[EXERCISE DESCRIPTION] Extend the essay below on words whose meanings have shifted, picking up right after its final sentence.

## start TEXT SHOWN

So what do you do with a word when it’s meaning has so dramatically changed in the ears of it’s hearers that using it is almost certain to miscommunicate dreadfully?

At that point, the speaker must stop and chose whether to

A) adjust and use a different word or phrase instead that hopefully means the same thing, or

B) talk longer and provide additional clarifying background information such that the word can then be successfully used just-in-time on the lately educated listener, or

C) abandon the idea altogether as there is no feasible substitute and the risk of miscommunication is too great.

Example 1: The speaker wishes to say that Scrooge from Dicken’s A Christmas Carol behaved “niggardly”, but as this word will almost certainly be heard in listeners ears as having something to do with the the taboo word “nigger”, he opts to use the word “stingy” instead. (Option A)

Example 2: The writer is telling a story about how a grandfather let slip what all the children were going to receive for Christmas gifts that year. She loves the metaphorical phrase “he let the cat out of the bag” but realizes that many of her readers will be from South Asia and English will be their second language. She is concerned they might not be familiar with the idiom and so she adds a parenthetical explanation for possibly confused readers. (Option B)

Example 3: The academic theologian is talking about how the temple cult of ancient Israel included ceremonial animal sacrifice. However, he realizes that to his audience, the word “cult” has only ever been used to describe dangerous religious sects like the Church of Scientology, or worse, groups of Satanists in fiction and horror movies. The idea that their own faith could be legitimately described in a sentence that contains the word “cult” would be distasteful to them in a way that no short explanation can fix (Option B). He could reword everything to talk about “ceremonies” or “acts of devotion” (Option A), but feels what he’s trying to say would sound clunky. He decides to just axe that part of his presentation completely as it’s not really essential to his main thesis and more likely to add noise. (Option C)

Example 4: An financial analyst being interviewed on TV attempts to explain the latest accounting scandal with an insurance firm on Wall Street. He tosses around the words “revenue”, “profit”, “income”, “earnings”, “dividends”, and “credits” without realizing that much of the audience doesn’t understand the subtle differences between all these things, given the context. (Isn’t profit and revenue the same thing? Wait, what?) Nearly all the listeners, including the interviewer are left confused. He should have used a generous mix of options A, B, and C articulated above.

So far, so good. These are basic communication principals really. This has endless application in the realms of gospel preaching and bible translation. It also helps explain why an old translation may become deficient overtime. If numerous bible scholars thought the word “propitiation” was accurate and useful in years past, but you are worried that using it will miscommunicate, you can use a word like “appease” instead, and risk introducing baggage associated with that word. You can stop and give everyone a mini-lesson on what “propitiation” means and why it’s in the bible. Or you can choose to not use the word and all and describe the passage some other way.

## end TEXT SHOWN
## start SUPPLIED INFORMATION

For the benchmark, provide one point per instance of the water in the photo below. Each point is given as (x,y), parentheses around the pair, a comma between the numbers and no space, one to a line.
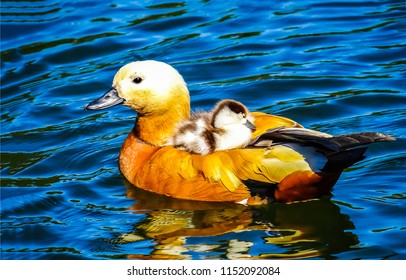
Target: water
(338,67)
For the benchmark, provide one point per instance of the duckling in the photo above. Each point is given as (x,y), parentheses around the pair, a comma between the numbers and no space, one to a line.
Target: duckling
(296,163)
(228,126)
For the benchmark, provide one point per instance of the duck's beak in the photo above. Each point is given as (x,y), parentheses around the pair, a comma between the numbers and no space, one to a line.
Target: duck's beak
(250,125)
(109,99)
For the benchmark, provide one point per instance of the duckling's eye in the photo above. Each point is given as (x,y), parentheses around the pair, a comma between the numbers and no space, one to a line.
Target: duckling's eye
(137,80)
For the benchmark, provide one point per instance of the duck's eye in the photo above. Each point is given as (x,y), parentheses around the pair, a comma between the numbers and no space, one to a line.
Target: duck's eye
(137,80)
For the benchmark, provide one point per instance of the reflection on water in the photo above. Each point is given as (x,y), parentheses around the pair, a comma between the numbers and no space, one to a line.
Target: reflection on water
(337,67)
(178,229)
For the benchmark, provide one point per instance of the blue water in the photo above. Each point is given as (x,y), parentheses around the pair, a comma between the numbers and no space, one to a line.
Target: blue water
(334,66)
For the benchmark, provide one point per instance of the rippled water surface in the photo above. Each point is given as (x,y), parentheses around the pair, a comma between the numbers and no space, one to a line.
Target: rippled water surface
(334,66)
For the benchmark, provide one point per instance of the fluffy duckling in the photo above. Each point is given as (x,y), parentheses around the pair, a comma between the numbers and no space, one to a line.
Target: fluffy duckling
(228,126)
(296,163)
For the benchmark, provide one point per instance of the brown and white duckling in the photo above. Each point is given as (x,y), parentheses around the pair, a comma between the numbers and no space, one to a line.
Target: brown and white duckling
(228,126)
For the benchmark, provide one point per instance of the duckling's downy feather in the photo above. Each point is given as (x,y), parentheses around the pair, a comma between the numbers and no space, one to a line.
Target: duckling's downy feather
(295,163)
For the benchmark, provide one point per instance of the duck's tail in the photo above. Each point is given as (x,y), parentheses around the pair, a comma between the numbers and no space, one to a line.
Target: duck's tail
(334,152)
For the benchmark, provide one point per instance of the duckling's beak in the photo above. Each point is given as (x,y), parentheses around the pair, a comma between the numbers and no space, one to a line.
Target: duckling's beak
(109,99)
(250,125)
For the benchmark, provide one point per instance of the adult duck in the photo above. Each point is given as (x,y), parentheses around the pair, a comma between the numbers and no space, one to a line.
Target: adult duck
(284,161)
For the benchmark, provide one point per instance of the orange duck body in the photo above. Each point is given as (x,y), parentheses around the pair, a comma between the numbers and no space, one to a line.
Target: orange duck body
(284,162)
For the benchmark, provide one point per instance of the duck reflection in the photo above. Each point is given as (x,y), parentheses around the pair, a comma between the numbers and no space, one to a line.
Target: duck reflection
(181,229)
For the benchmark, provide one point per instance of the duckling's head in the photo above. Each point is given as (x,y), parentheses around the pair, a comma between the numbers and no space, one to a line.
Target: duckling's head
(149,87)
(229,113)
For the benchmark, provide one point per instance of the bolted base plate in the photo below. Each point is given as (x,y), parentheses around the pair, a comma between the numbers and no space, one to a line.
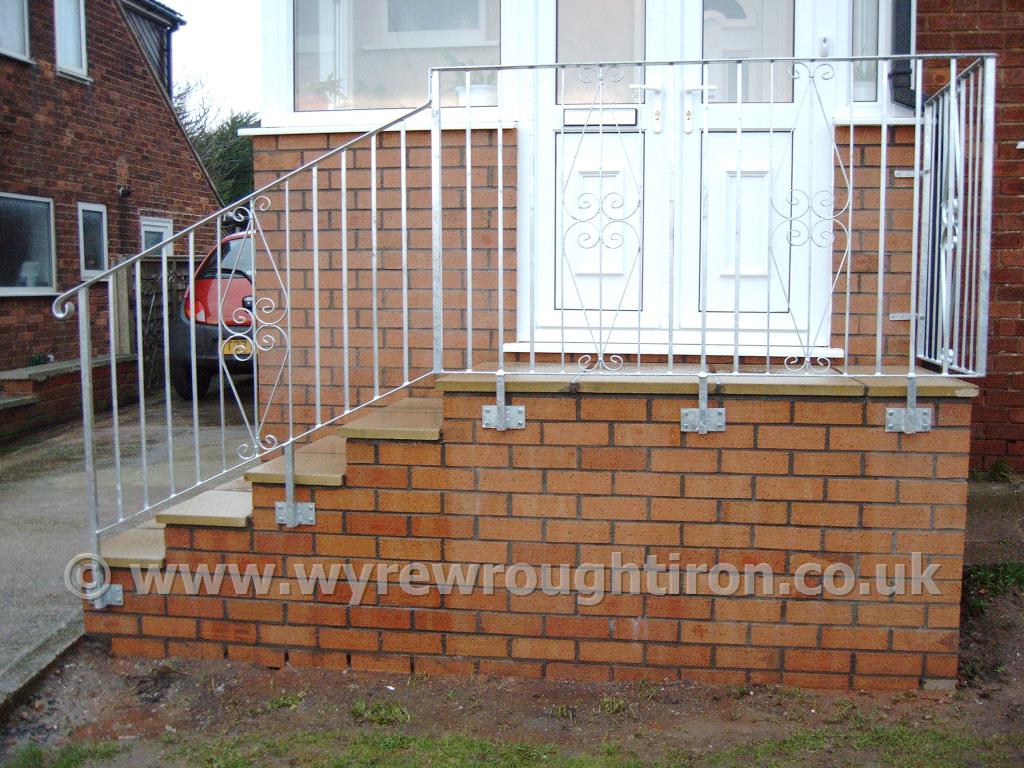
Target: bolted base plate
(114,595)
(702,421)
(302,513)
(908,420)
(515,417)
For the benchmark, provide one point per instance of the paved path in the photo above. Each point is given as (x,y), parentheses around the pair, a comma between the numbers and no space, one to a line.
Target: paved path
(43,518)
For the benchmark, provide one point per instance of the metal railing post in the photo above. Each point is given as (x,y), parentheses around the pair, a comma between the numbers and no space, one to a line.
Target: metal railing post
(985,251)
(435,220)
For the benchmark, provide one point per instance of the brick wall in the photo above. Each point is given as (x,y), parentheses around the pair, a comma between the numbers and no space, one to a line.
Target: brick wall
(274,156)
(859,264)
(995,26)
(791,481)
(76,141)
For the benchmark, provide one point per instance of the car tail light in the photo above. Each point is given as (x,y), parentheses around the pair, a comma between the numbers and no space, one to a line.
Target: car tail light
(200,310)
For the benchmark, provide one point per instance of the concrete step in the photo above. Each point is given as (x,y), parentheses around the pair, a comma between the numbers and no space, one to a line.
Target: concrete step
(142,546)
(224,508)
(17,400)
(318,463)
(412,419)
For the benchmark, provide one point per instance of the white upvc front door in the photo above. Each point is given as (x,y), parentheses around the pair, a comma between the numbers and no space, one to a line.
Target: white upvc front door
(640,176)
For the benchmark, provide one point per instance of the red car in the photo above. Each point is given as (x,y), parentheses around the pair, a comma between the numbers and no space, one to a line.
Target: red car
(231,284)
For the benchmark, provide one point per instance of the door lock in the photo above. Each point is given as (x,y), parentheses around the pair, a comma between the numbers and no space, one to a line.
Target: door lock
(693,98)
(642,87)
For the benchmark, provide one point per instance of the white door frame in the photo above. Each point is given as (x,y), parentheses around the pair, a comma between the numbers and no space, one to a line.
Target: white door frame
(817,26)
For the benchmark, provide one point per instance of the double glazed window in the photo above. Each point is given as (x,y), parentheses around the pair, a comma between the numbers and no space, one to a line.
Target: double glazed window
(27,251)
(91,239)
(69,19)
(14,28)
(359,54)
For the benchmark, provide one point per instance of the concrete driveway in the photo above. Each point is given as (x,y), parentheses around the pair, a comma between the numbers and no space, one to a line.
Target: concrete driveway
(43,509)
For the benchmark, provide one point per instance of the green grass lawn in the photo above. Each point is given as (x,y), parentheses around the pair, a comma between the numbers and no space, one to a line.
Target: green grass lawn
(862,743)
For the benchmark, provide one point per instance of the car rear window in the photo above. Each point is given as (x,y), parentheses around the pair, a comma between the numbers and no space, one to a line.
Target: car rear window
(236,256)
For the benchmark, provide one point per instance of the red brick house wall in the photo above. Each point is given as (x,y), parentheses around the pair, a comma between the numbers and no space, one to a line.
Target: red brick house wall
(995,26)
(75,141)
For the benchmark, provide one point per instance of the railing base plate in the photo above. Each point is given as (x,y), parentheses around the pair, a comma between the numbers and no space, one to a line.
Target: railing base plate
(301,513)
(908,420)
(702,420)
(514,417)
(113,595)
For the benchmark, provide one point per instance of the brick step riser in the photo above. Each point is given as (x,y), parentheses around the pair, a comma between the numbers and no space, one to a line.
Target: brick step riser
(791,480)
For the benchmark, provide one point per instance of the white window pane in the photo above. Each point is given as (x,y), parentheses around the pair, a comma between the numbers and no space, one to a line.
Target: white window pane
(12,27)
(93,237)
(152,238)
(26,244)
(865,43)
(356,54)
(69,23)
(416,15)
(600,31)
(749,29)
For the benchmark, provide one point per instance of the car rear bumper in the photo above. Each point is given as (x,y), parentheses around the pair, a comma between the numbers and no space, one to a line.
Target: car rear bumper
(209,342)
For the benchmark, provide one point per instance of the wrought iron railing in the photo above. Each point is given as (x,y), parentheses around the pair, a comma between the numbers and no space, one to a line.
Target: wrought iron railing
(572,219)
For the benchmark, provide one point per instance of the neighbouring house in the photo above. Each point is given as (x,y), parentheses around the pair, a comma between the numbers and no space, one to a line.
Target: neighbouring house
(95,166)
(593,283)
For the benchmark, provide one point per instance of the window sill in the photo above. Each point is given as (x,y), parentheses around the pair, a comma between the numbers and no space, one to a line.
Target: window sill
(872,117)
(26,293)
(17,57)
(360,121)
(78,77)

## end SUPPLIED INFORMATION

[THE OUTPUT]
Here is 1 John 2:2 in several versions:

New King James Version
And He Himself is the propitiation for our sins, and not for ours only but also for the whole world.

Reformation Study Bible
And He Himself is the propitiation* for our sins, and not for ours only but also for the whole world.

* A propitiation is a sacrifice to God meant to take away the enmity brought by sin between God and the worshiper. Only Christ can be an effective propitiation.

New International Version
He is the atoning sacrifice for our sins, and not only for ours but also for the sins of the whole world.
NIV

The Message
When he served as a sacrifice for our sins, he solved the sin problem for good—not only ours, but the whole world’s.

The King James, even in it’s modernized form contains the original word. An example study bible includes an explanatory footnote (Option B). The more contemporary NIV decides to replace it with “atoning sacrifice” (Option A). Peterson in The Message decides to rewrite the sentence too. (Option A)

Of course in this context, translating scripture entirely, Option C (throwing it out) is not an option.

What do you do if you are translating scripture into another language – one where no equivalent word exists? Do you actually INVENT a new word? Maybe! You might have to. That’s the nuclear bomb version of Option B though and will need to be done carefully as zero of your readers will initially know what it means and it could take several generations for that to be sufficiently patched up.

I think a bigger problem arises when the word in question has had it’s meaning mangled beyond recognition, BUT no worthy alternative exists. The word I have in mind is “love”. Incidentally, we go back to 1 John:

1 John 4:7-8

Beloved, let us love one another, for love is of God; and everyone who loves is born of God and knows God. He who does not love does not know God, for God is love.

I just overheard a guy in the coffee shop today trying to explain how “God is love” to another dude. Much confusion ensued.

The word “love” is a complete train wreck today. As far as I can tell, it’s been a problem for centuries, so I’m not quite sure how much worse it is today, but nevertheless things aren’t good.

“I love coffee.”
(Really?)

“Love is the answer.”
(Answer to what? How’s that supposed to work?)

“Love is blind”
(Sure doesn’t seem like it, are you sure?)

“Love wins”
(What lost exactly? How was it fighting? What did that/will that look like?)

“Marriage is about love, not gender. – On an LGBTQ poster I saw yesterday.
(OK, so does that mean it IS about sex, or it isn’t?)

Love Actually – Movie title.
(Sheds zero light on the subject.)

Pop radio always provides endless great examples:

“Love me harder!” – Ariana Grande song
(The music video confirms this is pretty much exclusively about sex, not devotion. Also, why is The Weeknd on this track?)

“I hate u, I love u.” – Gnash, another band currently on the radio at the time of writing this.
(Can you have both at the same time? Yes.)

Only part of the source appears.